„Wszystko wskazuje na to, że strona polska została o tym poinformowana 30 stycznia, kiedy odbył się w Warszawie nieformalny szczyt ministrów spraw wewnętrznych krajów UE, o którym dwa dni temu na konferencji prasowej, przy okazji otwierania centrum dublińskiego w Niemczech, mówiła szefowa niemieckiego MSW Nancy Faeser” - powiedział reporter Telewizji wPolsce24 Stanisław Pyrzanowski, który jest na miejscu przed ośrodkiem w Eisenhuettenstadt.
Niemieckie władze przyspieszają odsyłanie imigrantów do Polski, tworząc tzw. Centrum Dublińskie w Eisenhuettenstadt przy granicy z Polską. Już 1 marca ośrodek ma rozpocząć działalność i zacząć wysyłać imigrantów do Polski.
Będący na miejscu w Eisenhuettenstadt reporter Telewizji wPolsce24 Stanisław Pyrzanowski zaznaczył, że polskie władze zostały już blisko miesiąc wcześniej poinformowane o możliwości przekazywania migrantów z Niemiec stronie polskiej.
Wszystko wskazuje na to, że strona polska została o tym poinformowana 30 stycznia, kiedy odbył się w Warszawie nieformalny szczyt ministrów spraw wewnętrznych krajów UE, o którym dwa dni temu na konferencji prasowej, przy okazji otwierania centrum dublińskiego w Niemczech, mówiła szefowa niemieckiego MSW Nancy Faeser. Mówiła o tym, że w Warszawie była i tłumaczyła stronie polskiej na czym polega konwencja dublińska i jak ona działa
— mówił.

TWOJE ZADANIE: Jak przełożyć na angielski to zdanie z tekstu o Centrum Dublińskim: „Już 1 marca ośrodek ma rozpocząć działalność i zacząć wysyłać imigrantów do Polski.”?

PODANE WPISY:
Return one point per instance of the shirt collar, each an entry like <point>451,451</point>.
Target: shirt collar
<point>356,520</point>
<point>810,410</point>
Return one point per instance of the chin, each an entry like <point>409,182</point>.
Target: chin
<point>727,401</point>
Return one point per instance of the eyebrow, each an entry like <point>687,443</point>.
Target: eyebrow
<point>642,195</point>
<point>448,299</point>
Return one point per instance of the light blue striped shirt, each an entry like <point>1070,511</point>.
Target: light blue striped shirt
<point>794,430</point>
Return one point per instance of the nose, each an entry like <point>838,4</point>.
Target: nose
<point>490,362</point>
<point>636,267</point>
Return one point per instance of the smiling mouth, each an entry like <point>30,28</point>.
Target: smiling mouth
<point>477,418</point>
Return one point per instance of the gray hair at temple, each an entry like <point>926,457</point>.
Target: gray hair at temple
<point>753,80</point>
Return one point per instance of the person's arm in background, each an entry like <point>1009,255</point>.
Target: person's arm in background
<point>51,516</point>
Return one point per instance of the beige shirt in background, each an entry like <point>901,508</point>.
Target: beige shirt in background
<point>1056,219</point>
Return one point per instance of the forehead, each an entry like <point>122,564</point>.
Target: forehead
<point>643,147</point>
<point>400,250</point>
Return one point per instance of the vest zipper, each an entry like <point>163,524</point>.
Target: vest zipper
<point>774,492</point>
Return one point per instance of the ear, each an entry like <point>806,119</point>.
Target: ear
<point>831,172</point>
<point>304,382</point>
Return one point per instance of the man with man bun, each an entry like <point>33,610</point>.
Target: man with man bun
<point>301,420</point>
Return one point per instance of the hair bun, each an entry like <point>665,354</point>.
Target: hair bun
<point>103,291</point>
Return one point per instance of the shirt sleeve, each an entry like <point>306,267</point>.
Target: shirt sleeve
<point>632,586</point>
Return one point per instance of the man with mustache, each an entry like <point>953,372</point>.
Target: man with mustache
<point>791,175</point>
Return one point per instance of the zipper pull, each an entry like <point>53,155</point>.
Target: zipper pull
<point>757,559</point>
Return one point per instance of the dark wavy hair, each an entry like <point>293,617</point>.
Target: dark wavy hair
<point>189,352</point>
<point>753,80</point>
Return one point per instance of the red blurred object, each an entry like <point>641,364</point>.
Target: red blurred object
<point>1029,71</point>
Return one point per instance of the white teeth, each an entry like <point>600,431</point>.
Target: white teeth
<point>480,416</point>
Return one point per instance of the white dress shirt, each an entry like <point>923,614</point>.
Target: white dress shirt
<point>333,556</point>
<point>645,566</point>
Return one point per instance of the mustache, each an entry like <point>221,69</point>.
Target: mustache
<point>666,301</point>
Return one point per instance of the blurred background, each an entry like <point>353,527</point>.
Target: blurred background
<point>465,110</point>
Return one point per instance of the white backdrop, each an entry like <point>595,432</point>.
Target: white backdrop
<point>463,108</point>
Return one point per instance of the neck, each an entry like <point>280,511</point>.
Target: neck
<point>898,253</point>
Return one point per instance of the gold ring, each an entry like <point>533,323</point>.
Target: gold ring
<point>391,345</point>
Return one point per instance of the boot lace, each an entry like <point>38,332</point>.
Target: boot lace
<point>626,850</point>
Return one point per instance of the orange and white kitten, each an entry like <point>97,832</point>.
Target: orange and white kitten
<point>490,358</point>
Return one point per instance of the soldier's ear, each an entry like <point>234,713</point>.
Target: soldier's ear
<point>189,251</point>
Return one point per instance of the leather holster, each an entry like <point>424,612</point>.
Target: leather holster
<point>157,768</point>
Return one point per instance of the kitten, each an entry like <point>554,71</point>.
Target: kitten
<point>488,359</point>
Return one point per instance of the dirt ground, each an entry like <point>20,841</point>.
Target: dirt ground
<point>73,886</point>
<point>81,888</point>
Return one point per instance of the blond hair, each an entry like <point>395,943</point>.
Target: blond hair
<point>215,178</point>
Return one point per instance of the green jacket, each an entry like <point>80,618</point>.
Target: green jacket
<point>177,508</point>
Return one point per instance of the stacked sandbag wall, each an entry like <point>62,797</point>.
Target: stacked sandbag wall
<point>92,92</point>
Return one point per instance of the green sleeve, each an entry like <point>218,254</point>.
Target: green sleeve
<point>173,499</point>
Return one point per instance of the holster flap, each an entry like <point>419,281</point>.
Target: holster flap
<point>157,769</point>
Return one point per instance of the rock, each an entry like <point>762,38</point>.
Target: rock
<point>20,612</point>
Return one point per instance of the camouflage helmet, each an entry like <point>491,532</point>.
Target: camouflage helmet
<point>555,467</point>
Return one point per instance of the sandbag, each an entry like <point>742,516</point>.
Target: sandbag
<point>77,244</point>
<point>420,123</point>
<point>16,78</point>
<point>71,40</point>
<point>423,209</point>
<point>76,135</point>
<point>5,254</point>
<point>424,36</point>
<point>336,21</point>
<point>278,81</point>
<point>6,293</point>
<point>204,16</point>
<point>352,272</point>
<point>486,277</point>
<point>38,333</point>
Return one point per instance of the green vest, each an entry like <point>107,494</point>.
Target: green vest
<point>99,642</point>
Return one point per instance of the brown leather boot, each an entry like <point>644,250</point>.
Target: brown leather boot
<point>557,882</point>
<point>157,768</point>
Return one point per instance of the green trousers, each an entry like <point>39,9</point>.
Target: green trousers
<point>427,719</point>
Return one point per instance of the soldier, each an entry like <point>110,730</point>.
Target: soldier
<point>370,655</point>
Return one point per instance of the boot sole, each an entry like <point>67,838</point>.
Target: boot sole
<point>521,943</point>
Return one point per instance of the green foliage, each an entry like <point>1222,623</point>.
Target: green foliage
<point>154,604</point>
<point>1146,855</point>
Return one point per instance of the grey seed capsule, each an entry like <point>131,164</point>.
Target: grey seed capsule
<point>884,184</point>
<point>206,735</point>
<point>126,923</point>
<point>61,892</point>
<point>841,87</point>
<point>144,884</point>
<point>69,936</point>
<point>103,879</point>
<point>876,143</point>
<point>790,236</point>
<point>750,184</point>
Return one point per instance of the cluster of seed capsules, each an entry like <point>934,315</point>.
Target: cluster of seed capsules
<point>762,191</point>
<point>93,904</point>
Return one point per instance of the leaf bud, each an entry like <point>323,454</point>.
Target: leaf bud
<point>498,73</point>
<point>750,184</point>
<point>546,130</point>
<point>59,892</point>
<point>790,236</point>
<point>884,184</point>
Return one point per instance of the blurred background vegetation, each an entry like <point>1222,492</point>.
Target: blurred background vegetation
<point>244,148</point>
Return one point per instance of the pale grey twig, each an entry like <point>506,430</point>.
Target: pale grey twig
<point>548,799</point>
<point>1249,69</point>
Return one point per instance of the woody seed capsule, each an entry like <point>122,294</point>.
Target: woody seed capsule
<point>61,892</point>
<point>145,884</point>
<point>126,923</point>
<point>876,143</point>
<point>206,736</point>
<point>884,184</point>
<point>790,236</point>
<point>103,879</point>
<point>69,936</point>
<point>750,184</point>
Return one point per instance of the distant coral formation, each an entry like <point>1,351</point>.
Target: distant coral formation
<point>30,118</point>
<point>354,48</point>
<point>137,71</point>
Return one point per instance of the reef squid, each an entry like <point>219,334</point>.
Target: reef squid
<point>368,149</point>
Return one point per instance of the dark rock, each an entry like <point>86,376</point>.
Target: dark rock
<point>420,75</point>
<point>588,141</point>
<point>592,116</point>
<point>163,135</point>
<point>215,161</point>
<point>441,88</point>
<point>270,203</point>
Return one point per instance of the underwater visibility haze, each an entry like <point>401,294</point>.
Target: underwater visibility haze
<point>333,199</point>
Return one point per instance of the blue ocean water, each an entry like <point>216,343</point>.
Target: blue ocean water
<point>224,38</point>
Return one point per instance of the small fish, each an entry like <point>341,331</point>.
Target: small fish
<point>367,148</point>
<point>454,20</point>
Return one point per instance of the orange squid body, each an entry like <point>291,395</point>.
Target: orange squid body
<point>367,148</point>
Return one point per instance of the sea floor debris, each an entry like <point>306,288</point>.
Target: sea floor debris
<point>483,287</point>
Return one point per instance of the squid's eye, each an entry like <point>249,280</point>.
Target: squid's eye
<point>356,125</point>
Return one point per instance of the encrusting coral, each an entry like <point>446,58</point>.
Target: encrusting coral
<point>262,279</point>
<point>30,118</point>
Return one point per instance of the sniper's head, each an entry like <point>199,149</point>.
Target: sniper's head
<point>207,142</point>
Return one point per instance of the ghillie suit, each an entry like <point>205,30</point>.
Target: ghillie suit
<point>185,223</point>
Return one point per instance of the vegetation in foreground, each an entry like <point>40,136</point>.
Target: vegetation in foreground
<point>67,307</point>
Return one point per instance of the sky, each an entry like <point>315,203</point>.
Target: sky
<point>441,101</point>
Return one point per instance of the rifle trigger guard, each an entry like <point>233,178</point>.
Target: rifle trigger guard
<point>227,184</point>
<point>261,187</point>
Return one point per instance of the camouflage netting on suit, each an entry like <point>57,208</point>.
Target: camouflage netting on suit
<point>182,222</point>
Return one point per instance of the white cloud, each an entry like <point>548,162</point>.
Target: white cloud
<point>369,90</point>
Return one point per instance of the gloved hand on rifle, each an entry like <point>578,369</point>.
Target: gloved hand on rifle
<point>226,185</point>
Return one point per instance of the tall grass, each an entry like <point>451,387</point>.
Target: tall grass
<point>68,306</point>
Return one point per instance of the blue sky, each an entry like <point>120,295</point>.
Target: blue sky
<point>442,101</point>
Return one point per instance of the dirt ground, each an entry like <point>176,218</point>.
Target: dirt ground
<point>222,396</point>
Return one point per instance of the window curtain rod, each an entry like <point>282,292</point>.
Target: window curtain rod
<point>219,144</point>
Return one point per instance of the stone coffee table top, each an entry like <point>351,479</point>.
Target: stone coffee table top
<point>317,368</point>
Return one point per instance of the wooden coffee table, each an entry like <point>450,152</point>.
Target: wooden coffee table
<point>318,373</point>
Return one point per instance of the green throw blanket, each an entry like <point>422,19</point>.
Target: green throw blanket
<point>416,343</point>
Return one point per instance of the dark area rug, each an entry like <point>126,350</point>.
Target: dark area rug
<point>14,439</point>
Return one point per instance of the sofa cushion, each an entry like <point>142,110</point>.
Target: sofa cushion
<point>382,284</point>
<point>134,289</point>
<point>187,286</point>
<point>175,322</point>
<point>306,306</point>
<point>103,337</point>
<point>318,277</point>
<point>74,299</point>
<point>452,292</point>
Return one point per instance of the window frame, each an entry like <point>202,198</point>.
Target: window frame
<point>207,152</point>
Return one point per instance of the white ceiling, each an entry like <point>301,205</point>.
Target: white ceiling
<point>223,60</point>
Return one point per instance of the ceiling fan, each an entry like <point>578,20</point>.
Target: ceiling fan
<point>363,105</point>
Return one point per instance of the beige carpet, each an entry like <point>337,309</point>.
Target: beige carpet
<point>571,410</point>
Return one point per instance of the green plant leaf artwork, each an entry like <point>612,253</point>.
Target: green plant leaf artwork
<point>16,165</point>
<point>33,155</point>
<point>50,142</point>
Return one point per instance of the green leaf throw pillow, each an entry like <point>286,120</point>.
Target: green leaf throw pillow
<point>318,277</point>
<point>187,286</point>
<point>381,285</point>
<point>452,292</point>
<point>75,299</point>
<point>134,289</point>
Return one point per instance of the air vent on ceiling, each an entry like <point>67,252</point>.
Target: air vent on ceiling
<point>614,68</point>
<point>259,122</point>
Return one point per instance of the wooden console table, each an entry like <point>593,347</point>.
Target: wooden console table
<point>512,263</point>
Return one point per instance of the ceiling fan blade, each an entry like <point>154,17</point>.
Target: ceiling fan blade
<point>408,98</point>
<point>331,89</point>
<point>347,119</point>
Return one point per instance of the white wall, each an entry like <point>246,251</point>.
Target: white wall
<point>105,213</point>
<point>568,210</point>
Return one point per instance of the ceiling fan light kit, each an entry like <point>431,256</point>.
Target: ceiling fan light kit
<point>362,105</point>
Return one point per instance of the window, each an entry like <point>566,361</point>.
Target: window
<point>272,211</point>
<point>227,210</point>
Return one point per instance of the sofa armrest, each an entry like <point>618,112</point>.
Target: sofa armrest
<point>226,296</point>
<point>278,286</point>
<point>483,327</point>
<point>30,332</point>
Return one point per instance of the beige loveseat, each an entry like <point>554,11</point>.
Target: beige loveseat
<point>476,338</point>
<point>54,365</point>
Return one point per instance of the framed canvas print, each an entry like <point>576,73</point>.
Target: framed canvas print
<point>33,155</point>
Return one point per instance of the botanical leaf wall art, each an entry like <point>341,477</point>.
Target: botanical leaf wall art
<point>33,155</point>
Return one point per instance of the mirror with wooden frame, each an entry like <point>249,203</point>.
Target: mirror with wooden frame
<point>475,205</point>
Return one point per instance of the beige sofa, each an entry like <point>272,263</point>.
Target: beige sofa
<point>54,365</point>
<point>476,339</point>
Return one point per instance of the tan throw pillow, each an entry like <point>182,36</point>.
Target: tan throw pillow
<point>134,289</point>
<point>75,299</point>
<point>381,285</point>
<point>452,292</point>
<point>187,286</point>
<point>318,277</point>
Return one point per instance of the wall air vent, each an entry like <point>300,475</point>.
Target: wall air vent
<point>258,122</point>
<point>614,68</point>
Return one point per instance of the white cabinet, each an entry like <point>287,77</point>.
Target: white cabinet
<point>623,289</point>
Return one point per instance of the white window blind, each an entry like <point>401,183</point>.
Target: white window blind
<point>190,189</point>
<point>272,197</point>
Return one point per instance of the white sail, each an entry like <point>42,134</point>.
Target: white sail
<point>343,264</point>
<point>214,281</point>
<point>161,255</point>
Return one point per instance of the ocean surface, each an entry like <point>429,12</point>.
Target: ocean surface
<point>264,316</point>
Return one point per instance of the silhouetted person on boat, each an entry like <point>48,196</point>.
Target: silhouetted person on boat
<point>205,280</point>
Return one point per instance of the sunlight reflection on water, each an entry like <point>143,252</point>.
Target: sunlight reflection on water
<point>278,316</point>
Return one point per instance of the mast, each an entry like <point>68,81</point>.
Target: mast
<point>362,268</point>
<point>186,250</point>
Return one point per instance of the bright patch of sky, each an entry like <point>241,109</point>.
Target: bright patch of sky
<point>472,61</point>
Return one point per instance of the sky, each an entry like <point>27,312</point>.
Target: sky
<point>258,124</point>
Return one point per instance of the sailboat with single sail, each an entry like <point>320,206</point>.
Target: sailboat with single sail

ROZWIĄZANIE ZADANIA: As early as March 1, the center is set to begin operating and start sending immigrants to Poland.